10.     Understand and customize more complex models for ecological
        populations in space and time Outline

Each day will consist of both taught material with discussion, and
guided computer practical sessions with assistance on hand.  These will
be interspersed evenly to ensure that all of the concepts discussed are
reinforced with practical exercises.  The planned content for each day
is as follows:

Day 1
Revision of likelihoods, using full likelihood profiles, and introduction
to the theory of Bayesian statistics.

• Probability and likelihood
• Introduction to Bayesian statistics

Day 2
An introduction to the workings of MCMC, and the potential dangers of MCMC
inference.  Participants will program their own (basic) MCMC sampler to
illustrate the concepts and fully understand the strengths and weaknesses
of the general approach.  The day will end with an introduction to the
BUGS language.

### Exercise details
From the course outline, extract the passage that opens with the words containing "Each day will" and closes with "of Bayesian statistics.", copying it word for word.

### Dataset extract
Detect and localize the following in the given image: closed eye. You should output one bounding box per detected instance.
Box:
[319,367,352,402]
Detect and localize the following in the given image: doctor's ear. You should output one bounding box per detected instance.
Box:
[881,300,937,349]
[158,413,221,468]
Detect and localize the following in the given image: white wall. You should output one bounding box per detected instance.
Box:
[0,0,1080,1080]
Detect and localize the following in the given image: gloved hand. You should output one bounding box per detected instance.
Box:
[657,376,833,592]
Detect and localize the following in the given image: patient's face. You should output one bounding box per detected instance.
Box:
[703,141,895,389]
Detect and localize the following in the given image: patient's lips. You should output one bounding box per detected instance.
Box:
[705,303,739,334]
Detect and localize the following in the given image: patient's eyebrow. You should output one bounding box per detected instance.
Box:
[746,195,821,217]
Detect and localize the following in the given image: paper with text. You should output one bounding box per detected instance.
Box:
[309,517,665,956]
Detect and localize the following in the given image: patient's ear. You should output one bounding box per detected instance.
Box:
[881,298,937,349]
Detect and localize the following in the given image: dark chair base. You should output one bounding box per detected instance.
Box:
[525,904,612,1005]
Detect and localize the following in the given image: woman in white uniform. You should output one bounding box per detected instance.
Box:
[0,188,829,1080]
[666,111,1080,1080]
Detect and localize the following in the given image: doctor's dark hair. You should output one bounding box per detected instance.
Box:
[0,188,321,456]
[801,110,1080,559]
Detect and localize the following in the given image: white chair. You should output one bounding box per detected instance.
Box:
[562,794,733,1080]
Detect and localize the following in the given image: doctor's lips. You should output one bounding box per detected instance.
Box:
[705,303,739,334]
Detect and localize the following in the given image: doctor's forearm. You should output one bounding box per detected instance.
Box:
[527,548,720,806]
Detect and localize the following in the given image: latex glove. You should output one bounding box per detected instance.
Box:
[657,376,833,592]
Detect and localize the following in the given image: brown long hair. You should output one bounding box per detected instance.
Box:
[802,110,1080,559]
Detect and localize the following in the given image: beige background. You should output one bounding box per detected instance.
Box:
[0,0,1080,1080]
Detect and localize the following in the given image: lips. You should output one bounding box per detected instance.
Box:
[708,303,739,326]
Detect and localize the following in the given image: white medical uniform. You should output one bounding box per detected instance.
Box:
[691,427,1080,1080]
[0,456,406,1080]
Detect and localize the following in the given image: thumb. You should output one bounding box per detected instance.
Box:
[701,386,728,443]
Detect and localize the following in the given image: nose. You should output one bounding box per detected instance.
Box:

### Result below
Each day will consist of both taught material with discussion, and
guided computer practical sessions with assistance on hand.  These will
be interspersed evenly to ensure that all of the concepts discussed are
reinforced with practical exercises.  The planned content for each day
is as follows:

Day 1
Revision of likelihoods, using full likelihood profiles, and introduction
to the theory of Bayesian statistics.